Source data:
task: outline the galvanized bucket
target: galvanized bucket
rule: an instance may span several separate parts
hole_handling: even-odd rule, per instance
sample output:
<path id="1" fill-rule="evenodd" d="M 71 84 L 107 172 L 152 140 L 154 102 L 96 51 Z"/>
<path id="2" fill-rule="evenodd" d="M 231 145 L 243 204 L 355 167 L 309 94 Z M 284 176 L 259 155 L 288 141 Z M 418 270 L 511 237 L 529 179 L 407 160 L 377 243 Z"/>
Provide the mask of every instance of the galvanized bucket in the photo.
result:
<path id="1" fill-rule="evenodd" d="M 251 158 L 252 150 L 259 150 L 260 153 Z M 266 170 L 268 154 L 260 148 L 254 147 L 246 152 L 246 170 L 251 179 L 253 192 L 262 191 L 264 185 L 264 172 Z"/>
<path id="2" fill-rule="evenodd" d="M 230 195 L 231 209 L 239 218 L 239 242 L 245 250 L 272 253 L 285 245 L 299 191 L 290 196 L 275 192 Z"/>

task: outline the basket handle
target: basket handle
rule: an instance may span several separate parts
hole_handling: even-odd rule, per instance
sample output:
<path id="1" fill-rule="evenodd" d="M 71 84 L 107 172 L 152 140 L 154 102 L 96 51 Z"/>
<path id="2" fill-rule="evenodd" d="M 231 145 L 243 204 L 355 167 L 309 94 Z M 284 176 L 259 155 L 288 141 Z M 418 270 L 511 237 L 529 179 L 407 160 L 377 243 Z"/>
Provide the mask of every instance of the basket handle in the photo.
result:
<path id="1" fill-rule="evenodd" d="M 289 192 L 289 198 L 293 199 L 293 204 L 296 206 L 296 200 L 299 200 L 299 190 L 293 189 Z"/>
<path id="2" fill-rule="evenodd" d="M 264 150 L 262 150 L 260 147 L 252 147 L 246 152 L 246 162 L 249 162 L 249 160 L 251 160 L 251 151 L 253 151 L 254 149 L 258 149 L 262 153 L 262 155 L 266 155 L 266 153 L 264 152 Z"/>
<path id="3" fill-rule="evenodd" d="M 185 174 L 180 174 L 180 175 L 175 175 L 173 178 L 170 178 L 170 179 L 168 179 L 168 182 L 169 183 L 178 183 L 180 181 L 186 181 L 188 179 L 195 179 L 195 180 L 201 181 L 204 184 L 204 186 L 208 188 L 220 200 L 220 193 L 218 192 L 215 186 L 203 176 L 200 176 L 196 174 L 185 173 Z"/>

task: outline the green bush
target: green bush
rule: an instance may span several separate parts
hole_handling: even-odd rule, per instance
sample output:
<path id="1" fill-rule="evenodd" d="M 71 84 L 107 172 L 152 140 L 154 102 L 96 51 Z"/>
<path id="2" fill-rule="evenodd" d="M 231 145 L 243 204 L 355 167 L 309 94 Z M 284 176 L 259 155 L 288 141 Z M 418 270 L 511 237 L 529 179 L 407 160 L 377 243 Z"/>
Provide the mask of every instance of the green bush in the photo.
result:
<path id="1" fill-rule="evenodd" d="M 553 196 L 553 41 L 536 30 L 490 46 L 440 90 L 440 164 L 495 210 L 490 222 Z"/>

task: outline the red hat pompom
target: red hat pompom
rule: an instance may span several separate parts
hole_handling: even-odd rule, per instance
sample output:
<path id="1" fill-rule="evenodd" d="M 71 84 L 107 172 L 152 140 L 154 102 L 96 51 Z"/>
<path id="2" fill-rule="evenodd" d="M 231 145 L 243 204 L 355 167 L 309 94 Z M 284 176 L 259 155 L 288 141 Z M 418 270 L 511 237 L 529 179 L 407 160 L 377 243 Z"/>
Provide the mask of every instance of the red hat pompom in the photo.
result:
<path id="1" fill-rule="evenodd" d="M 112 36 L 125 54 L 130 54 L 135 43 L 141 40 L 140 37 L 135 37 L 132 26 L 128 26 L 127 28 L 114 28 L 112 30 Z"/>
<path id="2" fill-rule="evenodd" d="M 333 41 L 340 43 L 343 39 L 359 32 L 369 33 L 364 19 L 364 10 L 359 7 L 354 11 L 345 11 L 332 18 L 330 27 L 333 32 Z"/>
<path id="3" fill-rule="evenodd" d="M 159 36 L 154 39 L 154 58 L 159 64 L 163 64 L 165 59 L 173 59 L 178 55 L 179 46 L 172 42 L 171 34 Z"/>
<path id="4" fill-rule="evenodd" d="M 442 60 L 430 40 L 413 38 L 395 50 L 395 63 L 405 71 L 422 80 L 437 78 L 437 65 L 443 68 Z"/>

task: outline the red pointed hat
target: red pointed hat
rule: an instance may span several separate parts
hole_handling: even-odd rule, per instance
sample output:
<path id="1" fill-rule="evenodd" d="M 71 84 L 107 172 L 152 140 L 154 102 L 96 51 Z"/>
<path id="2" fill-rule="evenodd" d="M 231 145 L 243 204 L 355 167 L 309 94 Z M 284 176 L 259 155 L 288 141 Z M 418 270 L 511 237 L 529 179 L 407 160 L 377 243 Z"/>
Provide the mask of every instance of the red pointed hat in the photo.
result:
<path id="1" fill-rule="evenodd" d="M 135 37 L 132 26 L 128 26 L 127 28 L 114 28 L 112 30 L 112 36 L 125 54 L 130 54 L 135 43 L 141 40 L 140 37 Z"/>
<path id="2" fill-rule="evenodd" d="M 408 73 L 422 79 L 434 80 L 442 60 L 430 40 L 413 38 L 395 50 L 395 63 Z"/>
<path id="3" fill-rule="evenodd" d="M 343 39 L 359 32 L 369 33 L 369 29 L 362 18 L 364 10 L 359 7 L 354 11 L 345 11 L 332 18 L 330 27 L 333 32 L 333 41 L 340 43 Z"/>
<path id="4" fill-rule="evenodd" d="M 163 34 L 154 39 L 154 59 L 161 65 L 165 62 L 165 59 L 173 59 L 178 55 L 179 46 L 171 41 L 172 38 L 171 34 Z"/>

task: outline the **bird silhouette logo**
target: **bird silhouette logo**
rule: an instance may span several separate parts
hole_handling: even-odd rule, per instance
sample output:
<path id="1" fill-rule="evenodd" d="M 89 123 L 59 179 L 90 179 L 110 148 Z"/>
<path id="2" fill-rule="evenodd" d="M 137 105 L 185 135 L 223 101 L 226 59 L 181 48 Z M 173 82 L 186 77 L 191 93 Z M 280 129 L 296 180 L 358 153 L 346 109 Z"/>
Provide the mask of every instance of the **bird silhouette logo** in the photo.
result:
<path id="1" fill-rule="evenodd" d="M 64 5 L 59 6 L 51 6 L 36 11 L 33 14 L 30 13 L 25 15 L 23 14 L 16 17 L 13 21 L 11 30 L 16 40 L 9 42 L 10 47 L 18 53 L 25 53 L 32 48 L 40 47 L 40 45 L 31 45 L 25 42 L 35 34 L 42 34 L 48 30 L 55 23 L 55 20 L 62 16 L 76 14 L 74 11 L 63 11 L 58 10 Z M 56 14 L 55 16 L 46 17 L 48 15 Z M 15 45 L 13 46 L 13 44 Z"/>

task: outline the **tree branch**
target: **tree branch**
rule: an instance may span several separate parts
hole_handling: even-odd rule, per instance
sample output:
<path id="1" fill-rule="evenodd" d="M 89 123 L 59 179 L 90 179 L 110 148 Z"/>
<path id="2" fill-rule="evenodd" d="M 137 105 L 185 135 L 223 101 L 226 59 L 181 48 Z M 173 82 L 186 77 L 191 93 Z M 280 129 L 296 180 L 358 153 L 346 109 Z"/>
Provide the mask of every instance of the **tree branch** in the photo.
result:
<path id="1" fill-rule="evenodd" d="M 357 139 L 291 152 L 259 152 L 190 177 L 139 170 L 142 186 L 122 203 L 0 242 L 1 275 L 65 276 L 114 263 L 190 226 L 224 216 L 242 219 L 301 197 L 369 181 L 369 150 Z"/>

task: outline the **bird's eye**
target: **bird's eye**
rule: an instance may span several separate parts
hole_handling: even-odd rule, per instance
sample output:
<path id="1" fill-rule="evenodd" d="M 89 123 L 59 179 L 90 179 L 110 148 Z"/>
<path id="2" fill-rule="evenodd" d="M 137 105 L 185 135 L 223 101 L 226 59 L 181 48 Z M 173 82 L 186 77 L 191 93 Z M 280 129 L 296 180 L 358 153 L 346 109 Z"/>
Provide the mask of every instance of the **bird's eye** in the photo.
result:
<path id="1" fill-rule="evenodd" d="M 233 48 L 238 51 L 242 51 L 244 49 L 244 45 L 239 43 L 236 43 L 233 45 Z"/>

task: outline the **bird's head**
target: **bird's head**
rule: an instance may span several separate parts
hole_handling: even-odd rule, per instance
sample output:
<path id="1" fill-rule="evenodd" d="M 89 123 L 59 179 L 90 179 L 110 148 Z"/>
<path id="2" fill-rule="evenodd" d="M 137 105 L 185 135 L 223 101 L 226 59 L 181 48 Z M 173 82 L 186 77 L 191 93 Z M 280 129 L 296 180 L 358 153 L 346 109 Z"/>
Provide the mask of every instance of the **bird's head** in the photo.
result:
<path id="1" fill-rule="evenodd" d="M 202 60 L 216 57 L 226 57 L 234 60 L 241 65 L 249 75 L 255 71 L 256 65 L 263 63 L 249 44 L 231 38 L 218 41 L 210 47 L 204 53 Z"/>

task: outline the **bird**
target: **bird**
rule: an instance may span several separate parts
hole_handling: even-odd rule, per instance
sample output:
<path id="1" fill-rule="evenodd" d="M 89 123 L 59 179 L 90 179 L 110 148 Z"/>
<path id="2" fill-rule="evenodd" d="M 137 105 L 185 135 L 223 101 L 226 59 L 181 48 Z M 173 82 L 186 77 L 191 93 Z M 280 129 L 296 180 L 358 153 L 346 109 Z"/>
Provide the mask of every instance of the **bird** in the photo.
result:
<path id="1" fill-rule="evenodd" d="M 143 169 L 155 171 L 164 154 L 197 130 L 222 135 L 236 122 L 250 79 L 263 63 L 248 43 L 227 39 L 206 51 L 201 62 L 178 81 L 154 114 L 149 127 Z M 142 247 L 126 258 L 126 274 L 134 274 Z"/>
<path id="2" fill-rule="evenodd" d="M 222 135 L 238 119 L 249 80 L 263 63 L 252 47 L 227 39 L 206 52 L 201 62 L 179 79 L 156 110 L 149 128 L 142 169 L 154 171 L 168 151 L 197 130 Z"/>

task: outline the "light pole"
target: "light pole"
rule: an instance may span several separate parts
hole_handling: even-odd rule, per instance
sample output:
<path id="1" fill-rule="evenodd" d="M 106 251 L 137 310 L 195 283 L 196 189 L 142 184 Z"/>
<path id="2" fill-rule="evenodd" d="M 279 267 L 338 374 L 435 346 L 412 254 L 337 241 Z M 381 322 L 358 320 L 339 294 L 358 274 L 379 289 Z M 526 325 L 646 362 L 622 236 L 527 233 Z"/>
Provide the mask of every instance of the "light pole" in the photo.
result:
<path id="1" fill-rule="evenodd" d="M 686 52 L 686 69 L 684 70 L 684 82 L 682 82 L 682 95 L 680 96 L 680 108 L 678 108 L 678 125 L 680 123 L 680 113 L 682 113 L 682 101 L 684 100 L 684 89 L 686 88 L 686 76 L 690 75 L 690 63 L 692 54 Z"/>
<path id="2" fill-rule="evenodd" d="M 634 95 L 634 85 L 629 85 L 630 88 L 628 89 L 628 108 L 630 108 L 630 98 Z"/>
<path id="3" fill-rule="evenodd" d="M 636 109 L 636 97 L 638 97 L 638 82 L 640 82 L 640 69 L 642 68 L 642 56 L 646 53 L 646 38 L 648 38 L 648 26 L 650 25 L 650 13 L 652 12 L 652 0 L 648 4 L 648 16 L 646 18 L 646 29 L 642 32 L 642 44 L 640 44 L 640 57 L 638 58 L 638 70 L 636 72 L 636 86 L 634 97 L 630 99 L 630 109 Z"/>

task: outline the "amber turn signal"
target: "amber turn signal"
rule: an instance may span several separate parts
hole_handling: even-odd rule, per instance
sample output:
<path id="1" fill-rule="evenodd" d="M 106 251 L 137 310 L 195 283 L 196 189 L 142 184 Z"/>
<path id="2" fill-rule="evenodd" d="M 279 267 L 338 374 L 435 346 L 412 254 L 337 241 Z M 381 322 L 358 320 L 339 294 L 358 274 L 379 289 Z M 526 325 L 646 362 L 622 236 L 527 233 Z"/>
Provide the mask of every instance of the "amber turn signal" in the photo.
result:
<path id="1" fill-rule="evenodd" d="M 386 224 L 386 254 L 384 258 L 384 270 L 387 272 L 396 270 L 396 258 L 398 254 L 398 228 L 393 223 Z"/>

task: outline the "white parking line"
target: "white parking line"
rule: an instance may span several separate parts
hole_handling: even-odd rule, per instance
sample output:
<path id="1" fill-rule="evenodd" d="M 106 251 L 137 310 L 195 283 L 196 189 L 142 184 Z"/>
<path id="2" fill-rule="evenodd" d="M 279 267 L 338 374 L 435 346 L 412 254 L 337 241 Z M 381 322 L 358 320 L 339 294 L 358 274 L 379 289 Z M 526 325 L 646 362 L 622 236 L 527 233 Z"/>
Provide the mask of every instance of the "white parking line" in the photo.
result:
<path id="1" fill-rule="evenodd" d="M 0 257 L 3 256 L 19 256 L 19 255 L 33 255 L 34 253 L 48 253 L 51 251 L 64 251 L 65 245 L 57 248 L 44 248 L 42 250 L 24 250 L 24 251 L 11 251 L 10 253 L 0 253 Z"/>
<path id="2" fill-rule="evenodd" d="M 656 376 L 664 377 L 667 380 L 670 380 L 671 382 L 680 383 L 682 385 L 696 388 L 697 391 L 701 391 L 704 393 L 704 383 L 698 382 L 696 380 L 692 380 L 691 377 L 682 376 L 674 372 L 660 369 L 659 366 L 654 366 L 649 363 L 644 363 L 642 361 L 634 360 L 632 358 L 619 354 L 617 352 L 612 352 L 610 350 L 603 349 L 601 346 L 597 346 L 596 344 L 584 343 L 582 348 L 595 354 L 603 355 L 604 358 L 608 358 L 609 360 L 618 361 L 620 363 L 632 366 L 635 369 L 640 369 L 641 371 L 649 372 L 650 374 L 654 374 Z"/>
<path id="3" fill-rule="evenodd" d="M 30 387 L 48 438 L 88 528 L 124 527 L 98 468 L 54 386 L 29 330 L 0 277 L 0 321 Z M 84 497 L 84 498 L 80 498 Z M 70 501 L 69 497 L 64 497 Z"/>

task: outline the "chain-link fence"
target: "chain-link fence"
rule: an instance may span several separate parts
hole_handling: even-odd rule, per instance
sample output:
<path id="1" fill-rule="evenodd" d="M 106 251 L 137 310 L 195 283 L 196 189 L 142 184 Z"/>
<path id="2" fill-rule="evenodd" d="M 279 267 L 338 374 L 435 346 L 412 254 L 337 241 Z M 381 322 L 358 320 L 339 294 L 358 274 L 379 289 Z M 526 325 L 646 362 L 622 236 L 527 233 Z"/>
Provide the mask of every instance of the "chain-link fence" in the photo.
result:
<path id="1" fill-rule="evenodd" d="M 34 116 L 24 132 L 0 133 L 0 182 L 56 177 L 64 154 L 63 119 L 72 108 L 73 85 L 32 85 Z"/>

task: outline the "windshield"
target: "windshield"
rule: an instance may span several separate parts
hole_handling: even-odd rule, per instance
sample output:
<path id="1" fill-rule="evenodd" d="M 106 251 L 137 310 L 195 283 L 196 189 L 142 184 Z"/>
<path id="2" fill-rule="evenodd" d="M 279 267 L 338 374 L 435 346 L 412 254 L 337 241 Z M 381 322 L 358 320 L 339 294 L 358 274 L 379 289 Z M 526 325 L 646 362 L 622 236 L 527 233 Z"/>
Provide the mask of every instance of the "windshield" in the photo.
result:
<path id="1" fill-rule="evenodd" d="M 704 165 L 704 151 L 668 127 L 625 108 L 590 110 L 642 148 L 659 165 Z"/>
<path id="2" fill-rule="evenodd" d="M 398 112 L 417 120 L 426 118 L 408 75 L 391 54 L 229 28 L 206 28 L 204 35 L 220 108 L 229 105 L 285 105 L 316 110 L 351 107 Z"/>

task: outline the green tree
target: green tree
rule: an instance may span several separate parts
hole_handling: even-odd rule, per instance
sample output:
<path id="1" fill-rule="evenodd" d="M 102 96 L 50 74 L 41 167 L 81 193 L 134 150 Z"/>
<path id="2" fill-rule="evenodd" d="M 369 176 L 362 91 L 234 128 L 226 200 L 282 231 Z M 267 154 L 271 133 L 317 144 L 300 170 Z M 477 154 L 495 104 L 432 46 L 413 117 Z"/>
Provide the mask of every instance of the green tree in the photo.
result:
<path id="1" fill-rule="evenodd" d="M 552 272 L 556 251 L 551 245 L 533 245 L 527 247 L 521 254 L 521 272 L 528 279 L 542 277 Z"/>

Task to complete: Filter the items down to every line that holds the word "turn", copying each such line as it appears.

Response to the exercise:
task: outline the "amber turn signal"
target: "amber turn signal"
Provide the mask of every instance of the "amber turn signal" in the photo.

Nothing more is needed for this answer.